» Work order
Nothing before the line containing "Target: thick tree trunk" belongs in the answer; quote that line and all lines after it through the end of the material, word for word.

#####

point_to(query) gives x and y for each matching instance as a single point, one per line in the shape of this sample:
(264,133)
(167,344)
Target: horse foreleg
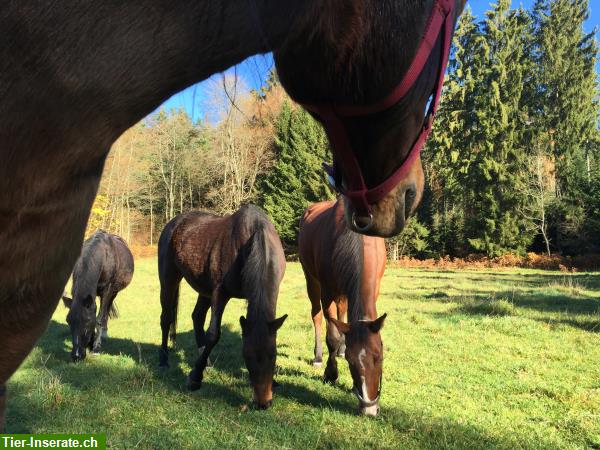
(102,320)
(342,308)
(198,319)
(314,294)
(218,302)
(333,340)
(169,297)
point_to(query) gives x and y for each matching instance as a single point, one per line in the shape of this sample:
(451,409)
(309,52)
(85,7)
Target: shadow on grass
(409,429)
(226,357)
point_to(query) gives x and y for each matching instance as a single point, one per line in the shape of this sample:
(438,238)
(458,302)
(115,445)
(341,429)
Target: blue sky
(253,70)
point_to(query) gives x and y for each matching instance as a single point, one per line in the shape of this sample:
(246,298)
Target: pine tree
(296,180)
(443,208)
(565,110)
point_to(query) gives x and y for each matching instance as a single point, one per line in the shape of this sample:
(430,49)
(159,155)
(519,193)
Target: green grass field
(473,359)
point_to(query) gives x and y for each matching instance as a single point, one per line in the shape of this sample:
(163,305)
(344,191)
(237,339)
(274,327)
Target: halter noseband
(363,402)
(331,116)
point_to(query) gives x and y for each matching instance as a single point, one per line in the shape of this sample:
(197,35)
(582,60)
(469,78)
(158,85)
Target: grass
(473,359)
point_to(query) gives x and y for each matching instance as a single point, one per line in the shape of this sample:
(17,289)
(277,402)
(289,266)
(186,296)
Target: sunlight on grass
(473,359)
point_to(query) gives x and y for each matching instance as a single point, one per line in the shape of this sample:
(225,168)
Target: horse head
(259,349)
(368,70)
(82,322)
(364,353)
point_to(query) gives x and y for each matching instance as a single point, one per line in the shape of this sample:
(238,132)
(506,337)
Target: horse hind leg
(342,309)
(314,294)
(198,319)
(169,297)
(333,340)
(106,301)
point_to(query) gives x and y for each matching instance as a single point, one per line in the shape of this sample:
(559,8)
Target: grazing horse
(104,268)
(223,257)
(75,77)
(341,267)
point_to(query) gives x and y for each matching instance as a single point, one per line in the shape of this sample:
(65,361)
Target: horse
(240,256)
(343,270)
(104,268)
(74,78)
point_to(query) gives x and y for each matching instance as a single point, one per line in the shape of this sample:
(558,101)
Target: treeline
(513,164)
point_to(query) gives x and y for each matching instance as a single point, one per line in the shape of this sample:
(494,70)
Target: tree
(296,179)
(563,92)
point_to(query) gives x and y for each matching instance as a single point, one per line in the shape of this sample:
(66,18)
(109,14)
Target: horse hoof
(193,385)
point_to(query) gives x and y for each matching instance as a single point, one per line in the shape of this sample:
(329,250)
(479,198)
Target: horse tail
(262,271)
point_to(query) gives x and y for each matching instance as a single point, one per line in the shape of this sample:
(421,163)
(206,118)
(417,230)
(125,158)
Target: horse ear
(274,325)
(67,301)
(342,327)
(377,324)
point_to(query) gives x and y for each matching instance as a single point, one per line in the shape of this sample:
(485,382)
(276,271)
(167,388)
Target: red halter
(331,116)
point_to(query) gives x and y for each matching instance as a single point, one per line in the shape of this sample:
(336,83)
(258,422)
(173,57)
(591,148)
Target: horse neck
(352,52)
(86,275)
(261,275)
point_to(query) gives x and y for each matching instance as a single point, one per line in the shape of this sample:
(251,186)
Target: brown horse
(223,257)
(104,268)
(342,267)
(73,78)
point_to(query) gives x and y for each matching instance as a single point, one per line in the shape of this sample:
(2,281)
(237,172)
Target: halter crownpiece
(332,115)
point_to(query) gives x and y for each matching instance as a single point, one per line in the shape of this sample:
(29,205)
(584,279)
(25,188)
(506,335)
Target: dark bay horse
(73,77)
(223,257)
(104,268)
(343,266)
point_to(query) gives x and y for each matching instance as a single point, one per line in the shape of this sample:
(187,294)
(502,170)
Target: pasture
(473,359)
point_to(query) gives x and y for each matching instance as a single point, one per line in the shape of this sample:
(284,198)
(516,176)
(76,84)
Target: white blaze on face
(368,410)
(365,393)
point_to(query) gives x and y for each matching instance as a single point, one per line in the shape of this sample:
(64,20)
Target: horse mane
(88,267)
(336,31)
(347,260)
(260,269)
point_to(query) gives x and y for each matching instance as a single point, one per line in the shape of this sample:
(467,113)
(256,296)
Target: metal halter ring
(367,227)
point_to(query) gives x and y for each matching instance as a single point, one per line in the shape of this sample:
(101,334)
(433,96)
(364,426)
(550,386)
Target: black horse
(104,268)
(223,257)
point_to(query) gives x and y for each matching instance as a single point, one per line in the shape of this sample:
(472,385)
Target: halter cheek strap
(440,23)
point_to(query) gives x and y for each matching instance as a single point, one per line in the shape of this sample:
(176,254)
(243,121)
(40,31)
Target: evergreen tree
(296,179)
(495,147)
(444,200)
(563,93)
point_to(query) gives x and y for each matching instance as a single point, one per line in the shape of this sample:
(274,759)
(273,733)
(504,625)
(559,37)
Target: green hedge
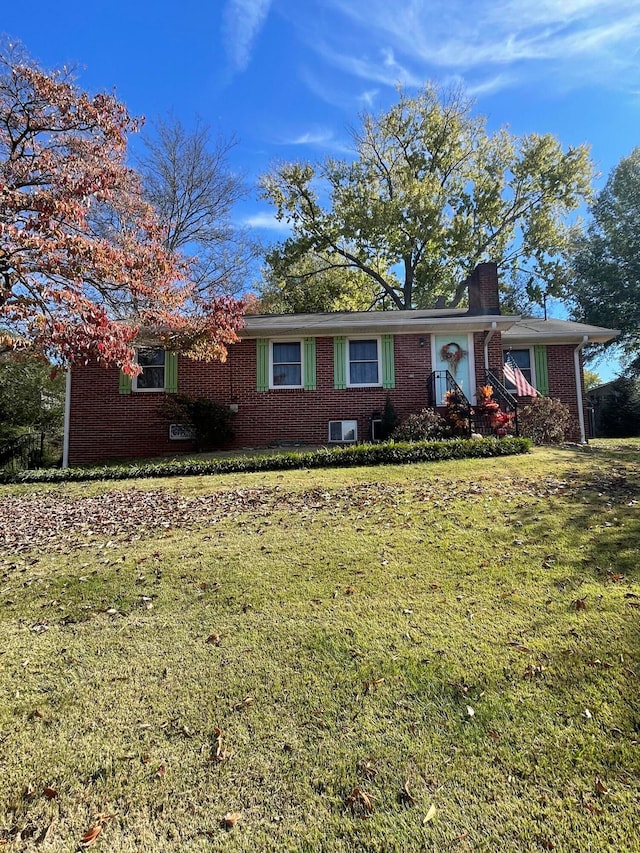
(338,457)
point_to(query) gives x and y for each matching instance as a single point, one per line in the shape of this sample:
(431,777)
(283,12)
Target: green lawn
(437,657)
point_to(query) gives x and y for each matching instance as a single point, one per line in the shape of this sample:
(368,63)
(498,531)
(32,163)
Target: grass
(431,657)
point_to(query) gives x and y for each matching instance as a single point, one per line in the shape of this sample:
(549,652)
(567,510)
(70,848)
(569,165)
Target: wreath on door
(453,354)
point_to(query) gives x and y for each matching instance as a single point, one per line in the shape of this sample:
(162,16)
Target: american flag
(515,376)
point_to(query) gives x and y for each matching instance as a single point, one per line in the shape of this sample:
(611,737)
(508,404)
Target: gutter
(67,420)
(487,341)
(576,363)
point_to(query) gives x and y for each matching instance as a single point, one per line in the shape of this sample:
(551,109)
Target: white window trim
(532,362)
(273,387)
(134,380)
(378,341)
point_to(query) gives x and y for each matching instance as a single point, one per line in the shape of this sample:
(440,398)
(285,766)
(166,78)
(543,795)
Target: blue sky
(289,78)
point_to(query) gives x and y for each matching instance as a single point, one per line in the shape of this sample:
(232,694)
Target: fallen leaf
(406,794)
(601,787)
(431,813)
(219,754)
(230,819)
(360,802)
(90,836)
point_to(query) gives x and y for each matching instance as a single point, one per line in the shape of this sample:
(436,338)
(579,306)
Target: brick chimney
(483,290)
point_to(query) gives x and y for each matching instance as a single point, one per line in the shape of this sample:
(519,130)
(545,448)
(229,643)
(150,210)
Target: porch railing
(507,402)
(442,387)
(24,451)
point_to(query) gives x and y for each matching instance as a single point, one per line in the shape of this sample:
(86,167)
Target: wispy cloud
(317,137)
(243,20)
(492,43)
(266,221)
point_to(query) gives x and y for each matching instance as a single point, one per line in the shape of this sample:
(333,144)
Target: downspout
(487,341)
(67,420)
(576,362)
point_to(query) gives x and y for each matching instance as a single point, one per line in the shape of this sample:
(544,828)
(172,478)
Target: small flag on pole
(515,376)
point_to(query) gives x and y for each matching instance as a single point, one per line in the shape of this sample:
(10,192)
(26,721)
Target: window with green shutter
(262,364)
(388,362)
(339,363)
(542,369)
(310,380)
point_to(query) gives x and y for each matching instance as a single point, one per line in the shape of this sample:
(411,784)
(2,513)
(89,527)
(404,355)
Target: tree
(605,287)
(430,194)
(30,398)
(83,260)
(187,178)
(591,380)
(314,283)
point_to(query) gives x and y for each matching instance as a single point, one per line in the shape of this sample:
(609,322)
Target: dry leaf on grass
(431,813)
(230,819)
(360,802)
(219,754)
(244,703)
(91,835)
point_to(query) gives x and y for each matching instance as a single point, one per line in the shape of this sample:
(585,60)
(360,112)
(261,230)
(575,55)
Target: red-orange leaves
(81,250)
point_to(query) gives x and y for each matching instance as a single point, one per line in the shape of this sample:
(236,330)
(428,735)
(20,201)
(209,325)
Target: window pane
(150,357)
(151,377)
(287,374)
(363,350)
(288,353)
(522,358)
(363,373)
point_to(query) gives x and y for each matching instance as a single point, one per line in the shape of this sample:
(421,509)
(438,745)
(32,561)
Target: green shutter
(309,364)
(171,372)
(339,363)
(262,364)
(125,384)
(388,362)
(542,370)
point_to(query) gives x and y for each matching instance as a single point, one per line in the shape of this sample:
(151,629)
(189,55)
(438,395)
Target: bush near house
(544,420)
(338,457)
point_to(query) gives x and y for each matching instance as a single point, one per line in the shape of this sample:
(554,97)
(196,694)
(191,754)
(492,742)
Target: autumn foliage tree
(83,259)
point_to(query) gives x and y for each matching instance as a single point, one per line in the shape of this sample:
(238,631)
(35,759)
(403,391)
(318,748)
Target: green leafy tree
(30,397)
(591,379)
(429,194)
(605,288)
(315,283)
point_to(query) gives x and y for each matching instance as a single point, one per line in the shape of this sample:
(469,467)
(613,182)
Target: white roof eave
(376,323)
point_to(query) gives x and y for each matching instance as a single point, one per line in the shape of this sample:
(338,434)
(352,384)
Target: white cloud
(243,20)
(493,43)
(266,221)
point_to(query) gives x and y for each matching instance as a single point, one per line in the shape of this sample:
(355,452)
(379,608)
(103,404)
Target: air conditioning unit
(343,432)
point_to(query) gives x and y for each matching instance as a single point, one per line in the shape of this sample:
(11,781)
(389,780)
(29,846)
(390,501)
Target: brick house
(314,379)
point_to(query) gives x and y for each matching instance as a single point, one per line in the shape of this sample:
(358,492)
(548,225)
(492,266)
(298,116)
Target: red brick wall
(108,425)
(562,384)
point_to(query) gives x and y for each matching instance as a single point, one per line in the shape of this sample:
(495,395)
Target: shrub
(544,420)
(337,457)
(211,421)
(424,426)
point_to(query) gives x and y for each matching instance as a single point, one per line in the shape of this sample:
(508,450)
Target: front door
(453,352)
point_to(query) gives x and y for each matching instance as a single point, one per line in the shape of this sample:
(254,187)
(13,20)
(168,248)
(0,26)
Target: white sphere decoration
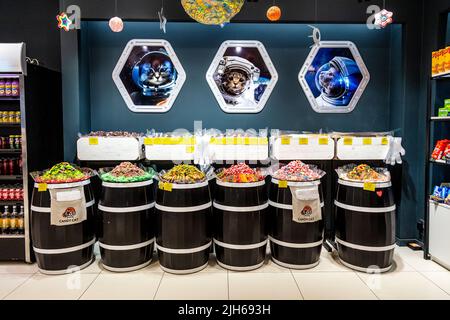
(116,24)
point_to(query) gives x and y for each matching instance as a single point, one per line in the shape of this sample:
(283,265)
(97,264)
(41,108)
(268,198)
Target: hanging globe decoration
(212,12)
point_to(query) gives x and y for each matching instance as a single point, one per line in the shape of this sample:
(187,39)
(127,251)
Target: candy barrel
(365,225)
(240,236)
(293,245)
(58,249)
(126,235)
(183,237)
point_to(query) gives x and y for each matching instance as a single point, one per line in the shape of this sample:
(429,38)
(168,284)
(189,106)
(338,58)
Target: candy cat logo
(69,213)
(71,19)
(306,211)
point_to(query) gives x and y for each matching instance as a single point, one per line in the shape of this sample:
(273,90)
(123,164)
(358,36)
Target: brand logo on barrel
(306,211)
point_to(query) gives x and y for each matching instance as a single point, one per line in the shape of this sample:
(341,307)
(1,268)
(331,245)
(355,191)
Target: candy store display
(183,174)
(363,173)
(63,172)
(126,172)
(11,142)
(298,171)
(9,87)
(12,220)
(240,173)
(10,117)
(441,150)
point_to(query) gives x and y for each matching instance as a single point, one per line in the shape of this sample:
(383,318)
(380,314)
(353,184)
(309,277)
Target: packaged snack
(240,173)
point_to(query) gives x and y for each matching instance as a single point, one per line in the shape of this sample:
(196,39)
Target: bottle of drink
(21,221)
(13,221)
(5,221)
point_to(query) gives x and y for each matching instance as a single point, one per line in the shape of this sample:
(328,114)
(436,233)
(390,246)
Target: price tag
(190,149)
(303,141)
(369,186)
(282,184)
(348,141)
(148,141)
(286,140)
(93,141)
(323,141)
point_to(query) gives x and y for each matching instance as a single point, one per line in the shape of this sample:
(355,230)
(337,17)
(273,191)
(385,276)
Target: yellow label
(367,141)
(286,140)
(323,141)
(282,184)
(303,141)
(93,141)
(348,141)
(369,186)
(148,141)
(190,149)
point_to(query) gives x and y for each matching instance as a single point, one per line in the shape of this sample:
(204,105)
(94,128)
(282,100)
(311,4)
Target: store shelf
(440,118)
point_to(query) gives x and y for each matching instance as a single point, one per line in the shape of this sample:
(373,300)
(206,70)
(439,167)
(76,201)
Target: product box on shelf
(289,146)
(109,147)
(349,147)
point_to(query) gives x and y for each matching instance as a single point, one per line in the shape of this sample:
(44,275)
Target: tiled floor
(411,278)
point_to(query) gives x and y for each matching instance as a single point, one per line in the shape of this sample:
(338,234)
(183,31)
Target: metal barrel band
(183,251)
(184,209)
(126,209)
(64,250)
(126,247)
(365,209)
(296,245)
(48,209)
(240,209)
(240,246)
(365,248)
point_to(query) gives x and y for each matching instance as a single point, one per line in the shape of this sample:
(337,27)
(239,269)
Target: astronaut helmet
(155,74)
(338,80)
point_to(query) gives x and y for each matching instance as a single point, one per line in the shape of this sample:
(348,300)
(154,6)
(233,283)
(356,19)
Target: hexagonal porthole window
(334,77)
(149,75)
(242,76)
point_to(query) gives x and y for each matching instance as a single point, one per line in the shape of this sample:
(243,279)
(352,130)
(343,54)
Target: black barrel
(240,236)
(60,249)
(183,218)
(293,245)
(127,226)
(365,225)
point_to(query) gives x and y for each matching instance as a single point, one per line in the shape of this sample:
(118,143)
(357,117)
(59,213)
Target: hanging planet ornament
(212,12)
(116,24)
(274,13)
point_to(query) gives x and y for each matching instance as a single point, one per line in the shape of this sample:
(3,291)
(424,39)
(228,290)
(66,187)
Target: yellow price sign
(303,141)
(369,186)
(282,184)
(93,141)
(286,140)
(348,141)
(323,141)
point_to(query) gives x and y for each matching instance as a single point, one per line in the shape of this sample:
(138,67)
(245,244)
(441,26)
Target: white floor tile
(416,261)
(61,287)
(198,286)
(403,286)
(9,282)
(18,267)
(441,279)
(263,286)
(124,286)
(333,286)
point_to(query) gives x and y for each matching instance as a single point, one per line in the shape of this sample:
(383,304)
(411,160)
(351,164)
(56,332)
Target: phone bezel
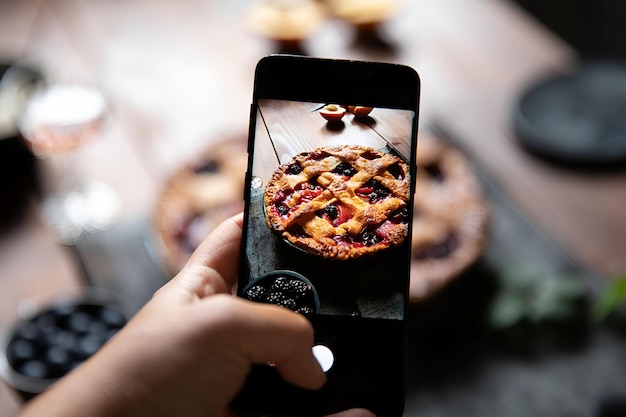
(301,78)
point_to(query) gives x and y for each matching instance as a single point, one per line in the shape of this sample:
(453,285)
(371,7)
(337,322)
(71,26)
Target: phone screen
(327,234)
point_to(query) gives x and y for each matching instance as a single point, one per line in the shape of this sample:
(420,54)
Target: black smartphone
(328,213)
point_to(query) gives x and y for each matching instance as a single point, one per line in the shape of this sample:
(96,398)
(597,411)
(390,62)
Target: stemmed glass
(57,122)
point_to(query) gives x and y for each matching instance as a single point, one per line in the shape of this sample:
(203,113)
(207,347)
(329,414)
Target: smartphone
(327,227)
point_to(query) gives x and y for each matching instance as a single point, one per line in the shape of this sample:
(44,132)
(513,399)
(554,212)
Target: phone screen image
(327,235)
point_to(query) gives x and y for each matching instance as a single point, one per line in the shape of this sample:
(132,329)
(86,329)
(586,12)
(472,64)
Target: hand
(188,351)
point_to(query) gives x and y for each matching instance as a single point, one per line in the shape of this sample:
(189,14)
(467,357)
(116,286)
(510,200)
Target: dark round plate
(577,118)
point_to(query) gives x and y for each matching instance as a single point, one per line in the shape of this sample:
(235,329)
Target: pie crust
(340,202)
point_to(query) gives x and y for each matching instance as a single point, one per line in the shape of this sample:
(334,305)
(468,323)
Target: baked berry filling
(396,171)
(336,214)
(399,216)
(370,155)
(286,201)
(344,169)
(373,191)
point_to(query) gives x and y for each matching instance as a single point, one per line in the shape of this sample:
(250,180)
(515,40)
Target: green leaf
(612,296)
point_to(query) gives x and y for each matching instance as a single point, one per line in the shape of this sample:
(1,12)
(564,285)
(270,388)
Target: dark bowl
(286,289)
(45,345)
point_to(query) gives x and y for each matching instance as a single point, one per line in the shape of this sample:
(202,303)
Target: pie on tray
(450,217)
(197,197)
(340,202)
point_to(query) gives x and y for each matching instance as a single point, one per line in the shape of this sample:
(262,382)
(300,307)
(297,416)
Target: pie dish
(199,196)
(340,202)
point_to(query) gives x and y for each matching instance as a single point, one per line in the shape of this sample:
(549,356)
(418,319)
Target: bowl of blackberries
(45,345)
(284,288)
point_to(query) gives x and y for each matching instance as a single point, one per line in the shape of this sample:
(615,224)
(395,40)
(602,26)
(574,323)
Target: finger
(213,266)
(354,412)
(267,333)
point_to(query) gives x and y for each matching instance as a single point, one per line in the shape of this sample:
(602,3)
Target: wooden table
(179,75)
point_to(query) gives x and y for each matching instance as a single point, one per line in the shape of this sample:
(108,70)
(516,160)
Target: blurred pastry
(366,16)
(198,197)
(287,22)
(450,220)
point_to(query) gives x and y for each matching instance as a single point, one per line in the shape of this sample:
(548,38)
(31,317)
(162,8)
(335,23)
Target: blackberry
(379,193)
(208,167)
(400,216)
(345,169)
(289,303)
(370,237)
(282,209)
(331,211)
(305,310)
(256,293)
(298,288)
(294,169)
(275,298)
(281,284)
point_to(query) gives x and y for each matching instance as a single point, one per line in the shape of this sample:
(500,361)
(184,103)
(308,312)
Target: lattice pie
(340,202)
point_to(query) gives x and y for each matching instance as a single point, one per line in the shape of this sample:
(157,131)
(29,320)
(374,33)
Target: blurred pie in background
(450,218)
(198,197)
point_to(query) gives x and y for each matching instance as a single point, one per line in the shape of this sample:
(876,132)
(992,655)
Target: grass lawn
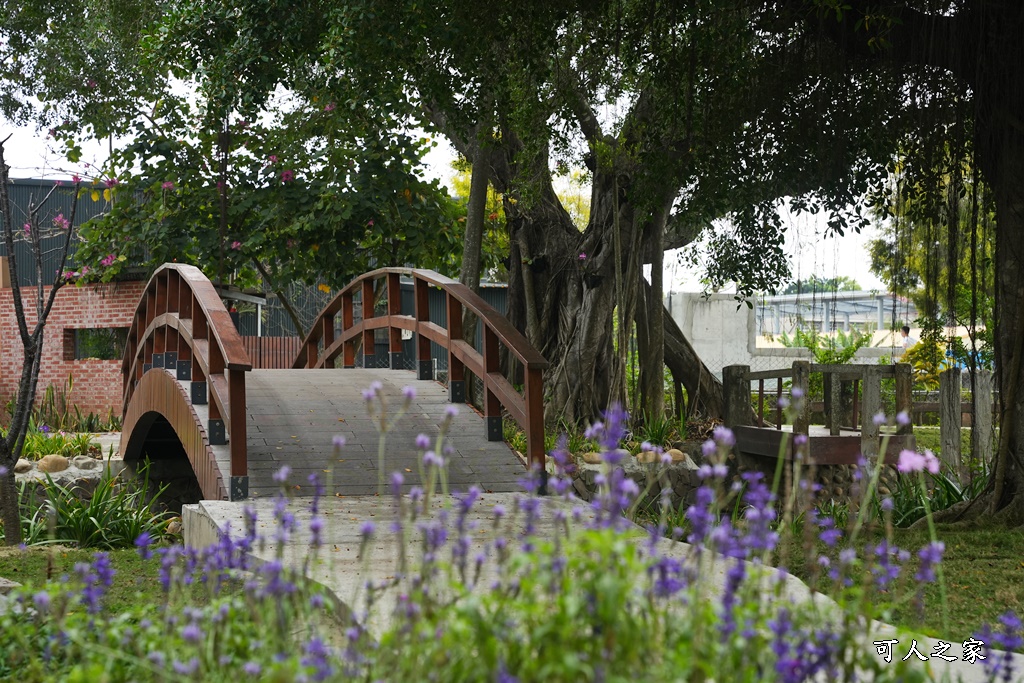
(136,582)
(983,570)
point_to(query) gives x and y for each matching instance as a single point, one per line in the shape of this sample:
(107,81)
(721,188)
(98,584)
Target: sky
(30,156)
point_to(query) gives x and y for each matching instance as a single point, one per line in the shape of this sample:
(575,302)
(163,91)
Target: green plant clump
(556,593)
(115,515)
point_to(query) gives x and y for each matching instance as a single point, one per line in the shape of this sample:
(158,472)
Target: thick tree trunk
(651,348)
(1008,474)
(469,273)
(9,509)
(704,390)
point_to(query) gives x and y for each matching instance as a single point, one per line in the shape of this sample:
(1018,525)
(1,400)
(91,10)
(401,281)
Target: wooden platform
(823,447)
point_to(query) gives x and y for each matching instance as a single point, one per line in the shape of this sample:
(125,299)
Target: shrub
(116,514)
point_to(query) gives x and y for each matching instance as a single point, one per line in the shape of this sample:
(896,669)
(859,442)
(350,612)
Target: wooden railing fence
(323,346)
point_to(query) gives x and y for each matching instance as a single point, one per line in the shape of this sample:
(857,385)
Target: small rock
(621,454)
(648,457)
(680,458)
(86,463)
(52,463)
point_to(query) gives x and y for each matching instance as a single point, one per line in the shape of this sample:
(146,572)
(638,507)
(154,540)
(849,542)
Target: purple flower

#####

» Response
Target: thick tree trunk
(651,348)
(1008,474)
(469,273)
(9,509)
(704,390)
point_to(query) gives x and y for each matching instance as a single point, one per line in the shape of this sample:
(1018,525)
(1,400)
(91,10)
(401,281)
Target: wooden platform
(823,447)
point_to(query) gives x and y for each matching instance as a single point, one per line in the shape of this sample:
(125,299)
Target: shrub
(116,514)
point_to(query) gives x and y for each matching instance as a single point, one per line in the shape of this sample:
(896,669)
(859,442)
(350,612)
Target: wooden railing fence
(323,346)
point_to(query) gives x and y for each matching instance as a single point, one per line in the shape of this sample:
(857,385)
Target: small rock
(621,454)
(648,457)
(680,458)
(86,463)
(52,463)
point_to(query) gives x and y for each matching instance as a single point, one per line in the shape of this sample:
(146,572)
(638,507)
(154,540)
(849,542)
Target: purple flower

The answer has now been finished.